(Records from a collection)
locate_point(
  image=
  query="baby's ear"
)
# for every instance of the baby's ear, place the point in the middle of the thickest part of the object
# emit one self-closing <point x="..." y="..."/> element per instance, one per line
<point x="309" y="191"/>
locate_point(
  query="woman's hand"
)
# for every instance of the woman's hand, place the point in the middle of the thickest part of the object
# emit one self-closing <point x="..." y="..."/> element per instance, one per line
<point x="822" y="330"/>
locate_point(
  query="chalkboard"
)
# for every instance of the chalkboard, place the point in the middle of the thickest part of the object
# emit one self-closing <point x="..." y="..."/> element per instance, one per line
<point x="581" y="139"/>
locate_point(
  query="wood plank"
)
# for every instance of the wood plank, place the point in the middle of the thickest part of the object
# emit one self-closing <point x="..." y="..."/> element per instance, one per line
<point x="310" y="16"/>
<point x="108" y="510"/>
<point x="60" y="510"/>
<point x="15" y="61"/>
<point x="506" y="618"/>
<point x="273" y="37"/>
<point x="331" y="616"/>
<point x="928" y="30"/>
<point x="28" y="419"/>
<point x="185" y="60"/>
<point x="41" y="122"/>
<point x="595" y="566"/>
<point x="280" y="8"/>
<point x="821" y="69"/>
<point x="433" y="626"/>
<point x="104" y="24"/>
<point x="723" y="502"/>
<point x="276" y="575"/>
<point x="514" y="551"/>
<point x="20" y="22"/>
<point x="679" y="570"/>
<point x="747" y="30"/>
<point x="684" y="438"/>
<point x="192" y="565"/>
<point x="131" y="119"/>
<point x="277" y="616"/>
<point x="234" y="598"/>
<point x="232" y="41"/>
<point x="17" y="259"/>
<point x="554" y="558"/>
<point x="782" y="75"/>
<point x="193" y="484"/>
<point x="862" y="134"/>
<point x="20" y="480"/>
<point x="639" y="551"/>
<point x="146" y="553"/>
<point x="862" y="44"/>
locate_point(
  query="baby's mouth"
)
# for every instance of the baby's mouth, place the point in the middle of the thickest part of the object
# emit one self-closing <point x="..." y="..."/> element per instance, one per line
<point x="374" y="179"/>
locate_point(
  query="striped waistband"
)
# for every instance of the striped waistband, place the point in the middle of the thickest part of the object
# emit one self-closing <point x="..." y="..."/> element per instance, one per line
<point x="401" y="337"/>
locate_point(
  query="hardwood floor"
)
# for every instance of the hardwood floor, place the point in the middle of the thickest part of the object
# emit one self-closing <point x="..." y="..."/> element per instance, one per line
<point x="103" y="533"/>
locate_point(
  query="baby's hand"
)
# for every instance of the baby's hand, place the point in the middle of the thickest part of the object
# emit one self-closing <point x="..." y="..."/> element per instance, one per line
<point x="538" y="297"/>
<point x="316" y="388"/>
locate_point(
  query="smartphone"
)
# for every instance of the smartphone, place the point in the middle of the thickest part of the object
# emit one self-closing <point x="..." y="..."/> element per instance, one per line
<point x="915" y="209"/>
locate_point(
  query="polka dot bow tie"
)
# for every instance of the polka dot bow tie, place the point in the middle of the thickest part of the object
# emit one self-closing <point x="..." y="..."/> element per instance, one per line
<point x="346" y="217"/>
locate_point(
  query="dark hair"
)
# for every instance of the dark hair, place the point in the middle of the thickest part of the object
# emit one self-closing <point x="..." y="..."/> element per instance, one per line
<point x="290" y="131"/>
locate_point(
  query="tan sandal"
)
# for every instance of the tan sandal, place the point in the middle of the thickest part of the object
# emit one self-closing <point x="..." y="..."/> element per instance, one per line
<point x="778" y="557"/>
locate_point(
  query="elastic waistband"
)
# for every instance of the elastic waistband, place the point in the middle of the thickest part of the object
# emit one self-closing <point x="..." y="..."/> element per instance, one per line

» What the task requires: List each line of the records that holds the string "elastic".

» Solution for this task:
  query="elastic waistband"
# for every instance of the elastic waistband, place the point in the middle of the thickest part of the object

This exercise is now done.